> [Task item] Rewrite all of the data below with every occurrence of "rough mask" swapped for "coarse mask", keeping everything else the same.
*** Begin section ***
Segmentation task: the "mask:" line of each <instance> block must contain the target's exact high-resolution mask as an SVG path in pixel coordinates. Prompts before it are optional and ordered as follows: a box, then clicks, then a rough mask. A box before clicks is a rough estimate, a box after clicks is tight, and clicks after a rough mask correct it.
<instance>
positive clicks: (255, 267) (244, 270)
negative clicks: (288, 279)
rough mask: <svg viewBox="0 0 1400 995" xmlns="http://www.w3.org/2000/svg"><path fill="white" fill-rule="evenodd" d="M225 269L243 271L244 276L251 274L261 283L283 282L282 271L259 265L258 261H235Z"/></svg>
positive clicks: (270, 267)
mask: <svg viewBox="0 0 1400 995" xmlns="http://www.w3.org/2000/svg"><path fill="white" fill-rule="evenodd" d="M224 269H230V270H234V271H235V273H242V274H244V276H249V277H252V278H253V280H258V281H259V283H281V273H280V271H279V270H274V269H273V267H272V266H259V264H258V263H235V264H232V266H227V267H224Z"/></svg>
*** End section ***
> [Exercise output]
Segmentation task: the "mask:" line of each <instance> block must contain the target's exact high-resolution mask as an SVG path in pixel coordinates. Prompts before it are optional and ordered as follows: a box, then clicks, then a coarse mask. A box before clicks is a rough estimate, a box after clicks is tight, and clicks after a coarse mask correct it.
<instance>
positive clicks: (255, 267) (244, 270)
negative clicks: (288, 279)
coarse mask: <svg viewBox="0 0 1400 995" xmlns="http://www.w3.org/2000/svg"><path fill="white" fill-rule="evenodd" d="M225 269L243 271L244 276L251 274L261 283L283 282L282 271L259 265L258 261H235Z"/></svg>
positive clicks: (270, 267)
mask: <svg viewBox="0 0 1400 995" xmlns="http://www.w3.org/2000/svg"><path fill="white" fill-rule="evenodd" d="M224 269H230V270H234V271H235V273H242V274H244V276H249V277H252V278H253V280H258V281H259V283H281V273H280V271H279V270H274V269H273V267H272V266H259V264H258V263H235V264H232V266H227V267H224Z"/></svg>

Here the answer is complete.